WORK TO BE COMPLETED — Under this task are some entries; return every one of them exactly.

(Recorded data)
────────────────────────────────────────
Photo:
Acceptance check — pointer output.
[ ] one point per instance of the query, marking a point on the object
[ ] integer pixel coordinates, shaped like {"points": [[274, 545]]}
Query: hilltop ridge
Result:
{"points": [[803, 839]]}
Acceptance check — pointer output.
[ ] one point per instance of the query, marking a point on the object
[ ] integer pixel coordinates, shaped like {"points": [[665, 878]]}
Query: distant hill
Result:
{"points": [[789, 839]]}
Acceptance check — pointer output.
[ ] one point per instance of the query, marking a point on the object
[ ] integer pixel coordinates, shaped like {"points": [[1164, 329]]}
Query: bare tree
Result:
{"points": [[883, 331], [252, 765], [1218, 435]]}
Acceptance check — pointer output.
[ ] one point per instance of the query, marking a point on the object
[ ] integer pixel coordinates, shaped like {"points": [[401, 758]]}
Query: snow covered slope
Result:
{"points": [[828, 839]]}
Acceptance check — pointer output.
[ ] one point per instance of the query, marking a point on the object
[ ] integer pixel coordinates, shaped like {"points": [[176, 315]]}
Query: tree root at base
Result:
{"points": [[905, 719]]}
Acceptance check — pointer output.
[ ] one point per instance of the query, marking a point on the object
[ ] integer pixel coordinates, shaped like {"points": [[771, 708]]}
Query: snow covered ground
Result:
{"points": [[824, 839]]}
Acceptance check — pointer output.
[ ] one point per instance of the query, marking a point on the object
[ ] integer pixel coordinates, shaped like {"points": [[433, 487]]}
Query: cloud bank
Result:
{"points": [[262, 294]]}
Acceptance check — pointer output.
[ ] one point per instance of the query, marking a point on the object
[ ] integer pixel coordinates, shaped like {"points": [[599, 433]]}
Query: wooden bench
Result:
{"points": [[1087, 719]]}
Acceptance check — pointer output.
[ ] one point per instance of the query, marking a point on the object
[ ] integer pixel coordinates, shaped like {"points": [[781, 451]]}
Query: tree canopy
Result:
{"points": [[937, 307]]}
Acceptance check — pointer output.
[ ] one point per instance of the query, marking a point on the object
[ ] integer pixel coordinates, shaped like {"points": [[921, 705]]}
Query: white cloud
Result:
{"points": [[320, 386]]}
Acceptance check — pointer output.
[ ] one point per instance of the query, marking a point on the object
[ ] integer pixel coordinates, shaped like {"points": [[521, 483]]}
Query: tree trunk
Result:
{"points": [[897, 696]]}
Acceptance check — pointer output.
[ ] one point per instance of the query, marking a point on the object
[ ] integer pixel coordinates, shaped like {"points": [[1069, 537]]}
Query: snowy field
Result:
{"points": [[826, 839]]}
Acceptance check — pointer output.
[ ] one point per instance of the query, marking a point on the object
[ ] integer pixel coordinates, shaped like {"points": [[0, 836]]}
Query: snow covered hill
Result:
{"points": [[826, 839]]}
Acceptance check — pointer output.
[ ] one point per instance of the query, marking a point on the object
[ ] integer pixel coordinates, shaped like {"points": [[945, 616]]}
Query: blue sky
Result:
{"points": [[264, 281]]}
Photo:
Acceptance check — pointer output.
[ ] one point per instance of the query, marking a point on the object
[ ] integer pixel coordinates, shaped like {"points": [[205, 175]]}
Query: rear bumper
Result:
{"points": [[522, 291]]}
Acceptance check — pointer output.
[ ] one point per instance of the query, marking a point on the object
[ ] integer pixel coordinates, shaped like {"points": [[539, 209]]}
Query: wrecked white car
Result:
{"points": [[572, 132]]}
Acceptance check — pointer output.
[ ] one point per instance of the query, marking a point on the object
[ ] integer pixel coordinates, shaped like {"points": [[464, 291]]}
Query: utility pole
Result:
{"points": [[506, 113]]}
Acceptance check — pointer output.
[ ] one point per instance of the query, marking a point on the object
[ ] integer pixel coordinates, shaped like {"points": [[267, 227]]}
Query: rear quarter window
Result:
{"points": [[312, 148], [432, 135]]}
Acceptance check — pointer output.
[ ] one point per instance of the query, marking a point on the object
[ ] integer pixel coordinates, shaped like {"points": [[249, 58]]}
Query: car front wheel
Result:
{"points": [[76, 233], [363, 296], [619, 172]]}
────────────────────────────────────────
ANSWER SPACE —
Photo:
Acceptance check — pointer output.
[ ] one point per instance of the query, marking a point on the object
[ ] integer pixel coordinates, shaped like {"points": [[274, 545]]}
Query: hilltop ridge
Result:
{"points": [[803, 839]]}
Acceptance check — pointer output.
[ ] one point per instance of the query, marking a point on the object
[ ] integer pixel coordinates, shaped like {"points": [[665, 878]]}
Query: distant hill
Result:
{"points": [[789, 839]]}
Acceptance check — pointer output.
[ ] one point per instance of the query, marking a point on the object
[ ] integer pixel coordinates, shaped like {"points": [[1164, 329]]}
Query: bare tree
Result:
{"points": [[883, 331], [252, 765], [1218, 435]]}
Acceptance check — pointer output.
[ ] one point per instance of the query, marking a point on the object
[ ] integer pixel coordinates, shaped like {"points": [[401, 758]]}
Query: snow covered slope
Result:
{"points": [[828, 839]]}
Acceptance check — pointer output.
[ ] one point per instance of the query, marking a point on the object
[ ] integer pixel coordinates, shaped like {"points": [[176, 315]]}
Query: tree root at base
Result:
{"points": [[905, 719]]}
Acceptance check — pointer output.
[ ] one point per instance of the query, marking a point on the object
[ ] integer pixel coordinates, shaped like {"points": [[771, 708]]}
Query: snow covered ground
Result:
{"points": [[824, 839]]}
Acceptance check — pointer output.
[ ] one point per instance of the query, marking a point on the object
[ ] integer pixel coordinates, shaped like {"points": [[433, 487]]}
Query: cloud bank
Result:
{"points": [[262, 294]]}
Acceptance check — pointer output.
[ ] one point per instance of the query, marking a point on the object
[ ] integer pixel coordinates, shaped like {"points": [[599, 433]]}
Query: wooden bench
Result:
{"points": [[1087, 719]]}
Acceptance check — pointer output.
[ ] one point per instance of the query, marking a point on the object
[ ] integer pixel coordinates, shaped like {"points": [[781, 451]]}
Query: tree canopy
Result:
{"points": [[937, 307]]}
Acceptance check — pointer output.
[ ] one point per instance of the query, marking a point on the object
[ ] integer pixel coordinates, shaped like {"points": [[921, 705]]}
Query: white cloud
Result:
{"points": [[320, 386]]}
Acceptance check — pointer output.
[ ] one point per instance of the query, marking a point on the object
[ ] integer pixel coordinates, shaped like {"points": [[521, 483]]}
Query: tree trunk
Result:
{"points": [[897, 696]]}
Acceptance check — pointer output.
[ ] one point per instance of the query, marking a point on the object
[ ] integer pixel coordinates, shaped like {"points": [[1069, 537]]}
Query: snowy field
Result:
{"points": [[826, 839]]}
Acceptance check — pointer output.
[ ] one point per instance of the query, marking a point on the object
[ ] integer pixel coordinates, shaped like {"points": [[0, 836]]}
Query: snow covered hill
Result:
{"points": [[826, 839]]}
Acceptance check — pointer output.
[ ] one point per instance of the query, marking a point on the object
[ ] integer pixel coordinates, shaped like {"points": [[945, 616]]}
Query: blue sky
Result:
{"points": [[264, 281]]}
Photo:
Acceptance check — pointer output.
[ ] one point per instance of the query, marking a point on the object
[ ] integer pixel coordinates, shaped like {"points": [[205, 175]]}
Query: rear bumper
Result:
{"points": [[522, 291]]}
Acceptance check — pointer output.
[ ] one point per instance of the query, marking a point on the object
[ ] integer pixel coordinates, shaped like {"points": [[539, 209]]}
Query: wrecked white car
Result:
{"points": [[572, 132]]}
Acceptance check — pointer output.
[ ] one point per instance of the query, marking a point on the object
[ ] integer pixel coordinates, shaped like {"points": [[464, 291]]}
Query: utility pole
Result:
{"points": [[506, 113]]}
Acceptance check — pointer output.
[ ] one point per instance of the query, marking a point on the object
[ ] integer pixel coordinates, shaped like {"points": [[267, 227]]}
Query: rear quarter window
Result:
{"points": [[312, 148], [432, 135]]}
Acceptance check — pointer output.
[ ] one point per instance of the query, marking a point on the object
[ ] integer pixel coordinates, shaped like {"points": [[249, 58]]}
Query: car front wheel
Result:
{"points": [[76, 233], [363, 296], [619, 172]]}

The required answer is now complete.